## [WHAT THIS TASK INVOLVES]
Restate all of the entries exactly. Any picture in them should be skipped.

## [AVAILABLE RECORDS]
────────────────────

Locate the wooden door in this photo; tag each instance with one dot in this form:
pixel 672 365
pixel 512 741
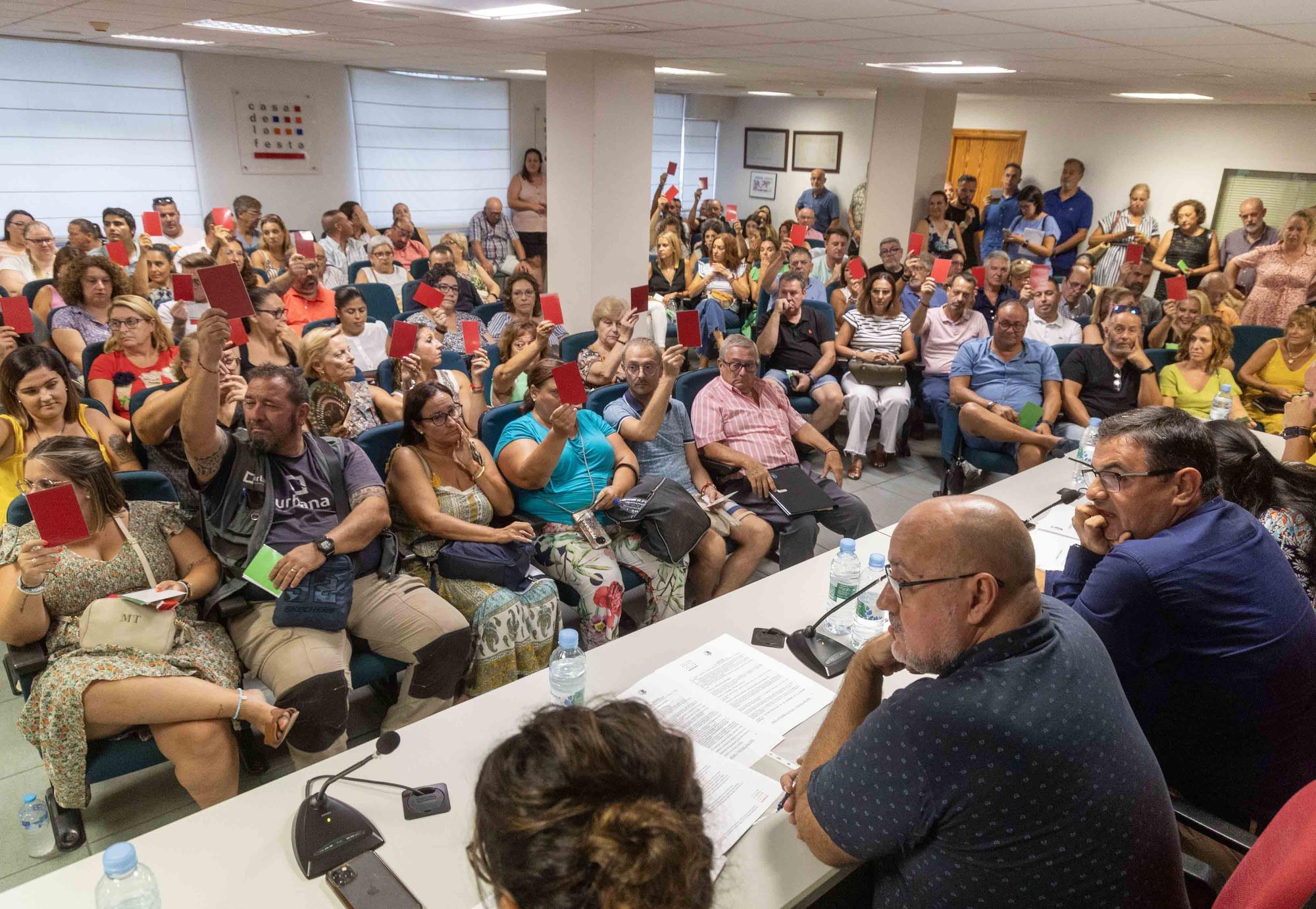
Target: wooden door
pixel 985 155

────────────────────

## [YOUR RESPONSE]
Locate the wooden door in this photo; tag each instance with one dot in this form:
pixel 672 365
pixel 512 741
Target: wooden door
pixel 985 155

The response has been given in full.